● Input records
+ + + +

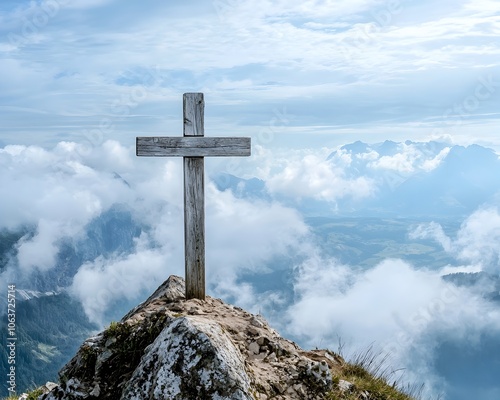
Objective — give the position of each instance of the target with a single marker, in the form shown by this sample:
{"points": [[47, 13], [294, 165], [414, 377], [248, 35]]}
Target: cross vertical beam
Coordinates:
{"points": [[193, 146], [194, 200]]}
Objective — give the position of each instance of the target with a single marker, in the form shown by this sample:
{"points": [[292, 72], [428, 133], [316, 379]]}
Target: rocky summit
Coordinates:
{"points": [[172, 348]]}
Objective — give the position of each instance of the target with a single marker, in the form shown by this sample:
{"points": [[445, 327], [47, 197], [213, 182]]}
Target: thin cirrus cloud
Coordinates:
{"points": [[393, 67]]}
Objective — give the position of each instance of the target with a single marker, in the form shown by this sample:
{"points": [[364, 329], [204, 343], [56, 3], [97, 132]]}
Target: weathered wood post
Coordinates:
{"points": [[194, 204], [193, 146]]}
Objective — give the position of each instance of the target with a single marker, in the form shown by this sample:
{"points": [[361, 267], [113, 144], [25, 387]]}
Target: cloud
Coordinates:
{"points": [[398, 310], [477, 241], [314, 177]]}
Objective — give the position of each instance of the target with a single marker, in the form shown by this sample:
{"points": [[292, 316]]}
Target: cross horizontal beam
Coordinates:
{"points": [[192, 146]]}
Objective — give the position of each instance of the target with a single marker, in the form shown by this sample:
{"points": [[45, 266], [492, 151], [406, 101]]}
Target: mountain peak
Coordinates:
{"points": [[169, 347]]}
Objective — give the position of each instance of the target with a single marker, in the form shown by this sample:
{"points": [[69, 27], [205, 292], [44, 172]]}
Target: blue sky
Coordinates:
{"points": [[288, 73], [301, 78]]}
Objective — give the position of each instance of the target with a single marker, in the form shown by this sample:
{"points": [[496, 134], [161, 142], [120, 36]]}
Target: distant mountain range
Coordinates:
{"points": [[411, 179]]}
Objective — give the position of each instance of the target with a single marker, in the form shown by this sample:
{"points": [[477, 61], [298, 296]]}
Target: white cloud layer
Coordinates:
{"points": [[477, 241], [403, 310]]}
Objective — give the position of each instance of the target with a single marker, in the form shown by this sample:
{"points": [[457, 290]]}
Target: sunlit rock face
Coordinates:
{"points": [[172, 348]]}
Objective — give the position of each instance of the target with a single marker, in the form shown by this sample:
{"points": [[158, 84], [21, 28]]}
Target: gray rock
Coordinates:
{"points": [[192, 358]]}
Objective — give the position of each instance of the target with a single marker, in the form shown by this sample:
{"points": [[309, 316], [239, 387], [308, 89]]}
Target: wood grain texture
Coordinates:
{"points": [[193, 146], [194, 227], [194, 114]]}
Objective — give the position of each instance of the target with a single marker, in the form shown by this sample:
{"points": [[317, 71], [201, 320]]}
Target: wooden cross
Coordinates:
{"points": [[193, 146]]}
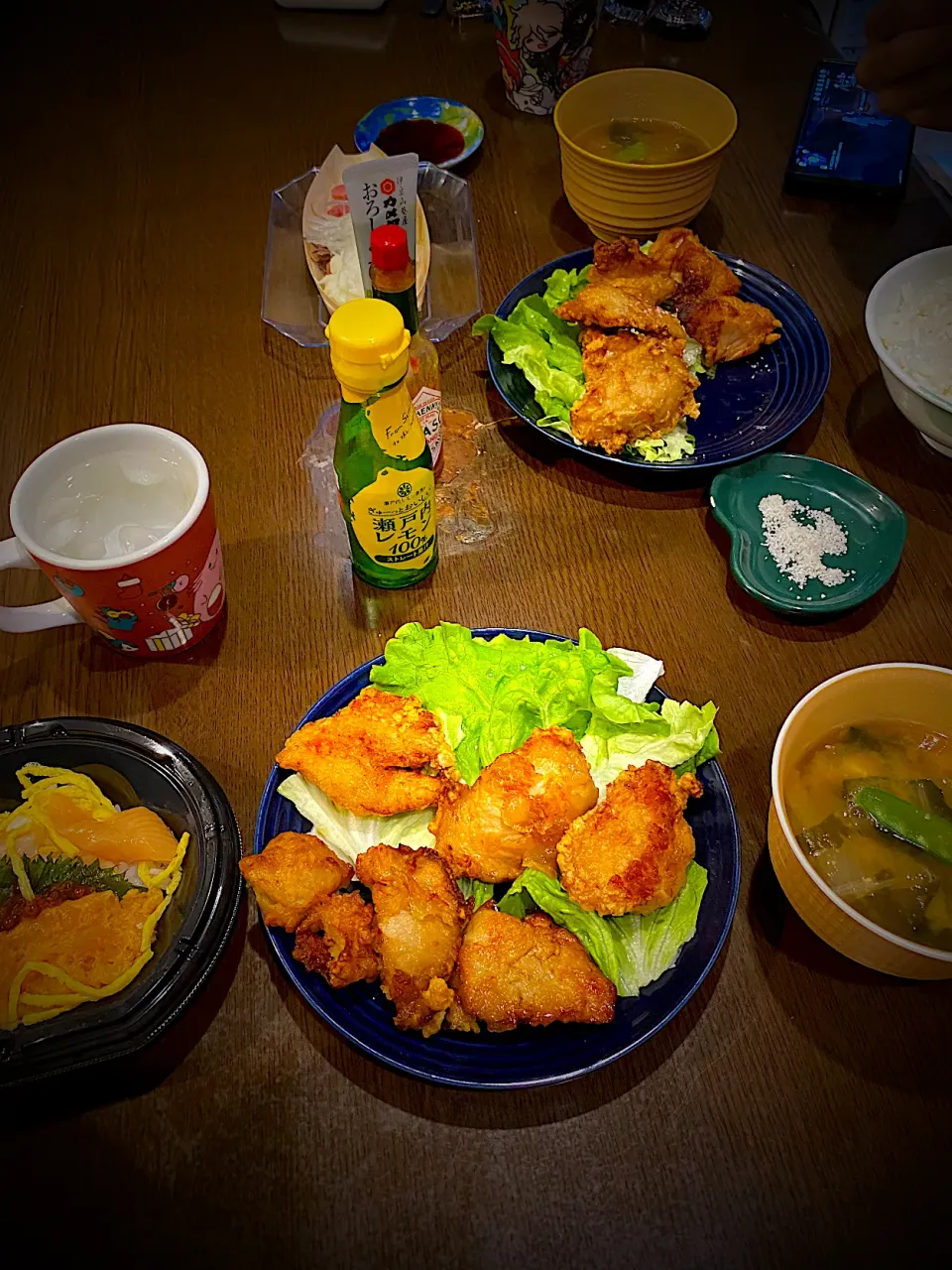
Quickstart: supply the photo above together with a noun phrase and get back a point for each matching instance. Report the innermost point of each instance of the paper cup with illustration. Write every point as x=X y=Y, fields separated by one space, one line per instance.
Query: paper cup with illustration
x=121 y=520
x=544 y=46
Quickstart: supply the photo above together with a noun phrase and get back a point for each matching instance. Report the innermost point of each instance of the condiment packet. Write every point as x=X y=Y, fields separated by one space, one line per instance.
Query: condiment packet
x=327 y=229
x=381 y=191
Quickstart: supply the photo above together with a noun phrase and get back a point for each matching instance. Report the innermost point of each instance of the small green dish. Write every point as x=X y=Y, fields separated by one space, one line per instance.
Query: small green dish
x=876 y=530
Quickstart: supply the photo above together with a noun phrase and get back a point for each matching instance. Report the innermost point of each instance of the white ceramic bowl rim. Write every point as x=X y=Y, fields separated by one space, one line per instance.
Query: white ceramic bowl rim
x=876 y=339
x=647 y=167
x=909 y=945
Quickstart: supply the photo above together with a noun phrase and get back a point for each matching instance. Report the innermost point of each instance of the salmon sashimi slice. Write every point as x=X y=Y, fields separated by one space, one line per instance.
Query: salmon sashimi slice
x=128 y=835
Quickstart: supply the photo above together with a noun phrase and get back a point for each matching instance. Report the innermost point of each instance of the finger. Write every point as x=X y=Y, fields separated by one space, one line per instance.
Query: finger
x=907 y=54
x=916 y=91
x=892 y=17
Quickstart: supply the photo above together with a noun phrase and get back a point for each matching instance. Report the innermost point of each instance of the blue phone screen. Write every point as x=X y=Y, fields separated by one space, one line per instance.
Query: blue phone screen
x=844 y=136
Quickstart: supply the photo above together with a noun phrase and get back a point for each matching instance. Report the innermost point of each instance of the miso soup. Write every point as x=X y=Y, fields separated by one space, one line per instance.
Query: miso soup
x=895 y=884
x=649 y=141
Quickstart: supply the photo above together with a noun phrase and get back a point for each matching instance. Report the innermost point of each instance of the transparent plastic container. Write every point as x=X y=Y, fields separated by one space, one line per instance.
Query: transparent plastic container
x=293 y=304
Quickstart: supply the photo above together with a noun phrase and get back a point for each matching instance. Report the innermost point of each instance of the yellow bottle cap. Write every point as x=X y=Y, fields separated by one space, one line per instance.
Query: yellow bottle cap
x=368 y=344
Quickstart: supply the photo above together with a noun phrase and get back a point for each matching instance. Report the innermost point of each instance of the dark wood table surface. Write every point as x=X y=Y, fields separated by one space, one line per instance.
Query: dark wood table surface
x=797 y=1109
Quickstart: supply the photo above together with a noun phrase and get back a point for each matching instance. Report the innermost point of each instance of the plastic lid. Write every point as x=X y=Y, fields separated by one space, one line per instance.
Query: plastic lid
x=389 y=248
x=367 y=344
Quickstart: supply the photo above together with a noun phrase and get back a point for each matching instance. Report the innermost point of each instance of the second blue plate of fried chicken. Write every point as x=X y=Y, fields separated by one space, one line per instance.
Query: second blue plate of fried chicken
x=639 y=316
x=498 y=883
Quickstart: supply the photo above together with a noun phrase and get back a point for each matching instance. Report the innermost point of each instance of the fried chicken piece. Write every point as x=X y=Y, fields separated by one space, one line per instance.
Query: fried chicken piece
x=517 y=811
x=729 y=327
x=420 y=916
x=379 y=756
x=338 y=939
x=631 y=853
x=532 y=971
x=603 y=305
x=293 y=873
x=698 y=273
x=625 y=266
x=635 y=386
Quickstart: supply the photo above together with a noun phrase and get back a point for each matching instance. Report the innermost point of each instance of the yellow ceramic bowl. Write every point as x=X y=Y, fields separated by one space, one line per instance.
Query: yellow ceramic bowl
x=896 y=693
x=638 y=199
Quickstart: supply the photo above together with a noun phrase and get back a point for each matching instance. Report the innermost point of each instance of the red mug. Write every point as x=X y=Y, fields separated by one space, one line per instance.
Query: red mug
x=158 y=599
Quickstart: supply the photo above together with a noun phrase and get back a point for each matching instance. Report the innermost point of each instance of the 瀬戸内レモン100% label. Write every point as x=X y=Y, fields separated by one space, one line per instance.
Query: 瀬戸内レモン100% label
x=394 y=518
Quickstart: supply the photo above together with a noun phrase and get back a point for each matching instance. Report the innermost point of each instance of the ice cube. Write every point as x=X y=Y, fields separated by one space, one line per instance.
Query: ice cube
x=59 y=534
x=144 y=468
x=137 y=538
x=112 y=547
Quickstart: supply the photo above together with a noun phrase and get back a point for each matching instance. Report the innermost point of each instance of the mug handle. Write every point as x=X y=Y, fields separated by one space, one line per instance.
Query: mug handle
x=31 y=617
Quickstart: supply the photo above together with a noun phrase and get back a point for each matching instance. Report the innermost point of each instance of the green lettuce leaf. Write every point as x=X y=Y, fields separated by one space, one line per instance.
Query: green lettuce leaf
x=502 y=689
x=678 y=444
x=527 y=348
x=46 y=871
x=563 y=285
x=676 y=734
x=348 y=834
x=633 y=952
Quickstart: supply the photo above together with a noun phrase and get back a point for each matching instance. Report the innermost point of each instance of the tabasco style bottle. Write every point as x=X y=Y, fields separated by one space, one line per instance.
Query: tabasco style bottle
x=394 y=278
x=384 y=465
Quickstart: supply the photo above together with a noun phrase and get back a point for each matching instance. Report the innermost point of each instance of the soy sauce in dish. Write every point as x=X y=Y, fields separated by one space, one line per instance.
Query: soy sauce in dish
x=434 y=143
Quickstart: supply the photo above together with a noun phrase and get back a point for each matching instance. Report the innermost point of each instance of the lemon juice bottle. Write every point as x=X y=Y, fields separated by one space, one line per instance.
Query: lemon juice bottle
x=394 y=278
x=381 y=457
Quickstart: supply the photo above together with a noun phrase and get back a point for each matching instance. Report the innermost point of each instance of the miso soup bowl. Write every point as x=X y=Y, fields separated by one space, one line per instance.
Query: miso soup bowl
x=893 y=693
x=636 y=199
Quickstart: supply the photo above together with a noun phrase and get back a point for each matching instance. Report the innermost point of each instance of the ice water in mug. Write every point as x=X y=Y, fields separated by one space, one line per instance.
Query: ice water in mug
x=114 y=504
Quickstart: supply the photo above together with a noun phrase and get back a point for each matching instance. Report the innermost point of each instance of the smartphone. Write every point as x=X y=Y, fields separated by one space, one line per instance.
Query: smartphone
x=844 y=145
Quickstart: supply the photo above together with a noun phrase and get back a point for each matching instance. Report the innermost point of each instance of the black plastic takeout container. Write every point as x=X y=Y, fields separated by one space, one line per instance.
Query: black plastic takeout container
x=132 y=766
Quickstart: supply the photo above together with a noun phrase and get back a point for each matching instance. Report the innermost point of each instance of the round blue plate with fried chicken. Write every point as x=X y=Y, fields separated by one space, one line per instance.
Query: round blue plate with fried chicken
x=770 y=356
x=400 y=892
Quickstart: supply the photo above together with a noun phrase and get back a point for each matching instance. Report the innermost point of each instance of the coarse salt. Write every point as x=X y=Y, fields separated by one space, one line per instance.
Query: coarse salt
x=798 y=538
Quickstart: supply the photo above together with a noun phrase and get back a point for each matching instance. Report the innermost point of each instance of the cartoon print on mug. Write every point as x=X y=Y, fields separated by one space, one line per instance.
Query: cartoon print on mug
x=118 y=619
x=130 y=587
x=209 y=584
x=121 y=645
x=544 y=46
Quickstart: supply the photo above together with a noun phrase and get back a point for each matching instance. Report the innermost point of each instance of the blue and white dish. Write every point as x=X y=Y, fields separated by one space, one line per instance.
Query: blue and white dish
x=527 y=1056
x=440 y=109
x=746 y=408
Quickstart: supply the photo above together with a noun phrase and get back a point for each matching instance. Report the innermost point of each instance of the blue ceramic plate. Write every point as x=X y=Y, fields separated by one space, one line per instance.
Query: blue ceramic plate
x=747 y=408
x=527 y=1056
x=440 y=109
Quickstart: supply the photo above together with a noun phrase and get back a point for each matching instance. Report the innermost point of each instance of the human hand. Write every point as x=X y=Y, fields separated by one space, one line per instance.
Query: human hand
x=909 y=60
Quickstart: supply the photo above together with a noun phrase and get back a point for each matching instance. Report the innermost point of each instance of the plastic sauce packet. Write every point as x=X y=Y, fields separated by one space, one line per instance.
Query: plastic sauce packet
x=381 y=191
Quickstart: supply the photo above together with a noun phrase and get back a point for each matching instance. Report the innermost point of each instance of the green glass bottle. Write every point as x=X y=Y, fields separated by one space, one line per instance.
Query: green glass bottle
x=394 y=278
x=381 y=457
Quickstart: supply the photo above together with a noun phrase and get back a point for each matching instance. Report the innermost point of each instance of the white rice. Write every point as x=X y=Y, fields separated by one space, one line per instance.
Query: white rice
x=918 y=335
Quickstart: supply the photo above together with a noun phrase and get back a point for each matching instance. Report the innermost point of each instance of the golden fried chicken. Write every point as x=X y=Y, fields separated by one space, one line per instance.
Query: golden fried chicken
x=729 y=327
x=624 y=264
x=420 y=916
x=631 y=853
x=635 y=386
x=697 y=272
x=338 y=939
x=532 y=971
x=517 y=811
x=379 y=756
x=603 y=305
x=293 y=873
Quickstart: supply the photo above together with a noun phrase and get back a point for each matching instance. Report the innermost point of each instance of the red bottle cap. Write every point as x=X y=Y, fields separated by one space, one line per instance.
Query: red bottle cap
x=389 y=249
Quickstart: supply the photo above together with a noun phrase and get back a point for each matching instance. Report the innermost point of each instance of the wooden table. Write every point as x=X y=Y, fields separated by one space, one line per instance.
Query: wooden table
x=797 y=1106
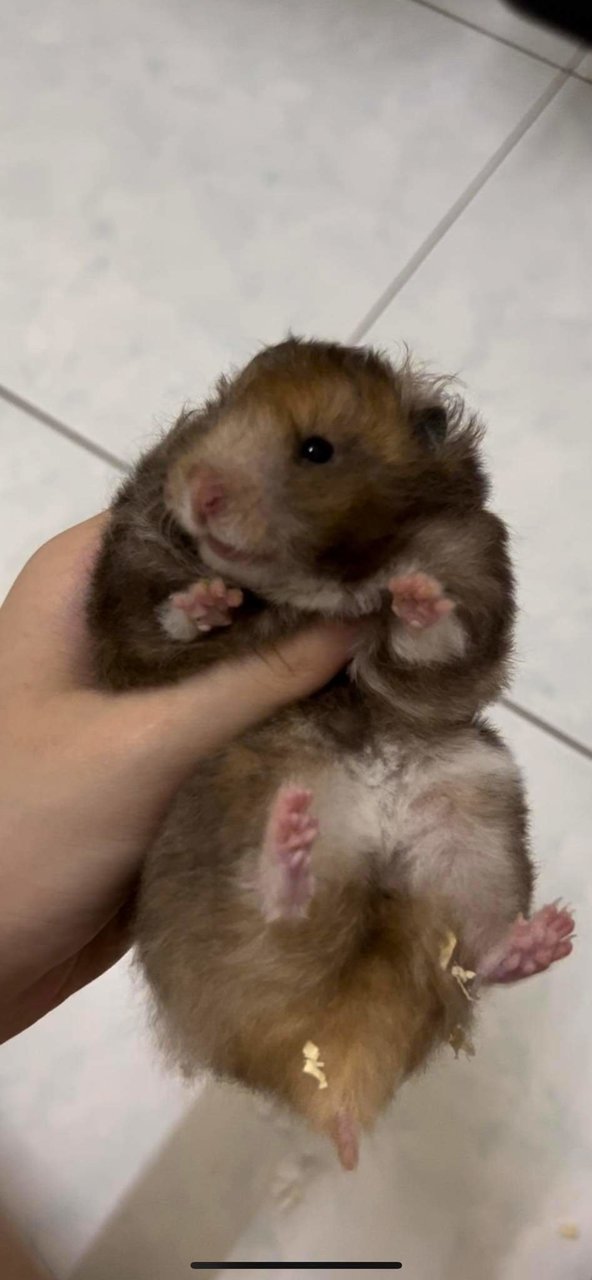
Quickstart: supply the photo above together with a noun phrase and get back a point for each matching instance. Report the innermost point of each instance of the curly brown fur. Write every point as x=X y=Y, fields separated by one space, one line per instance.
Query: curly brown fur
x=420 y=807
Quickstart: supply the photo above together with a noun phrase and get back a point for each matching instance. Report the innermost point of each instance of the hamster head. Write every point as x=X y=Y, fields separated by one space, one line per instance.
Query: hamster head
x=303 y=478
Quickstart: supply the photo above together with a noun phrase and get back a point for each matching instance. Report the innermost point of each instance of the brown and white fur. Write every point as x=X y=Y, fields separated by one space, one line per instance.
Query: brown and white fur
x=305 y=877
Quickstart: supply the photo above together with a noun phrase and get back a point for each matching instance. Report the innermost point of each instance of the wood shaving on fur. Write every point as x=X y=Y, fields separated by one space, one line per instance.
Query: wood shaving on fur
x=313 y=1065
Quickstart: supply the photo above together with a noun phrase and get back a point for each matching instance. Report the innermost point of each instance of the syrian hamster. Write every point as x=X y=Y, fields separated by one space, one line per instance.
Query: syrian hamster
x=294 y=913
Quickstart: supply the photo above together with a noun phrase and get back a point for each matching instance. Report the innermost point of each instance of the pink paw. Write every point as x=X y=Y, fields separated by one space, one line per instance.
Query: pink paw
x=208 y=603
x=419 y=599
x=531 y=946
x=286 y=876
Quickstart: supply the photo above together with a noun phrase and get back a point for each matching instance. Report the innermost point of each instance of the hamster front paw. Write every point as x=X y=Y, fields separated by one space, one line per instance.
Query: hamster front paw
x=286 y=877
x=204 y=606
x=418 y=599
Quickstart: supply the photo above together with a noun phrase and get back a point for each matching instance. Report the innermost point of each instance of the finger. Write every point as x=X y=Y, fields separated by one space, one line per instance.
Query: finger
x=45 y=608
x=196 y=717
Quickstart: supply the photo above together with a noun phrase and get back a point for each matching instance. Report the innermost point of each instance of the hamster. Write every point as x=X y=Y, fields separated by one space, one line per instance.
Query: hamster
x=297 y=912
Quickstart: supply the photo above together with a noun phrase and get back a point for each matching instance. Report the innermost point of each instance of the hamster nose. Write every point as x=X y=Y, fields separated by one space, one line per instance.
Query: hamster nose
x=208 y=493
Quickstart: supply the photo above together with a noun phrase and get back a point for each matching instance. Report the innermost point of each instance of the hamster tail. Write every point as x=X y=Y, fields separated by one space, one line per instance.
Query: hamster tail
x=394 y=1006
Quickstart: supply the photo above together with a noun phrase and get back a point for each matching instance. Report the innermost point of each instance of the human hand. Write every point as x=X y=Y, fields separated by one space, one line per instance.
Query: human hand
x=86 y=775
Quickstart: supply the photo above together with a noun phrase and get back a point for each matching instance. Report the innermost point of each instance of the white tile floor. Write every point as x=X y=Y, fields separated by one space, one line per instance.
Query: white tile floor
x=182 y=179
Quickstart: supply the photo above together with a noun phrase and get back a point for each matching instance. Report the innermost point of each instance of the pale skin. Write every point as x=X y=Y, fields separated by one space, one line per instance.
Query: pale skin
x=86 y=775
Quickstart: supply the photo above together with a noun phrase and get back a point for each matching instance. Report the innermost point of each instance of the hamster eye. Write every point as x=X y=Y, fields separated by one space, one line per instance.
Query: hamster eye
x=315 y=448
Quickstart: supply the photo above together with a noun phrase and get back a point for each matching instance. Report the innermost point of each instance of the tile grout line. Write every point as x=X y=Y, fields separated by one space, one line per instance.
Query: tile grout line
x=491 y=35
x=546 y=727
x=62 y=429
x=76 y=438
x=465 y=199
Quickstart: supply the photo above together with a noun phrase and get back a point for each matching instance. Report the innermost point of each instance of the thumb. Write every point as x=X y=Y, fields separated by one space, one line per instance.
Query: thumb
x=183 y=722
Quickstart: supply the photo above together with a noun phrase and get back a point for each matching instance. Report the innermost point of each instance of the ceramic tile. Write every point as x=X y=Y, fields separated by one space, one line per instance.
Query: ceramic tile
x=474 y=1169
x=183 y=181
x=46 y=484
x=504 y=301
x=501 y=19
x=83 y=1106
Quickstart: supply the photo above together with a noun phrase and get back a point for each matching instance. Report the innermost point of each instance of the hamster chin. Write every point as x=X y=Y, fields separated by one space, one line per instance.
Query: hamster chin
x=282 y=581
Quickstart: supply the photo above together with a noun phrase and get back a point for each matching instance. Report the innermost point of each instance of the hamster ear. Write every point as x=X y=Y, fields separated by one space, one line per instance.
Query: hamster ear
x=431 y=424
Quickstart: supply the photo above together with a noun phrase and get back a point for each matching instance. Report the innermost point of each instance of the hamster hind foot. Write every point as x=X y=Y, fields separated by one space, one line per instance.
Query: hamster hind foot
x=286 y=880
x=531 y=946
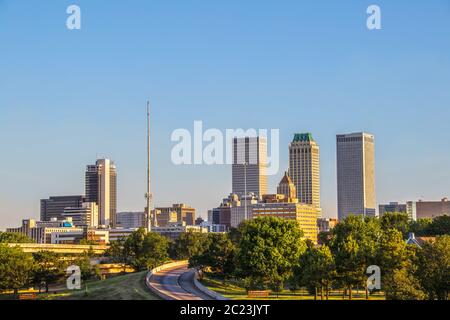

+ + + +

● Task requirements
Within the material above, output exactly the lines from the one with "Query: blue phone screen" through the one with "of the transparent", end lines included, and nothing besides.

● Task response
Query: blue phone screen
x=844 y=136
Quickstart: supply the photo above together with a noun phrase and get back a point for each matching instance. Report the innermost point of each instance of the miso soup. Write every point as x=X y=Y, fields separated by one space, one line per instance.
Query: miso soup
x=895 y=884
x=649 y=141
Quickstart: supply the photo above together with a noun phrase and get back a point for each matching instance. Report the innermost point of each instance of the transparent plastic container. Write every point as x=X y=Y, fields separated by one space, one line per instance.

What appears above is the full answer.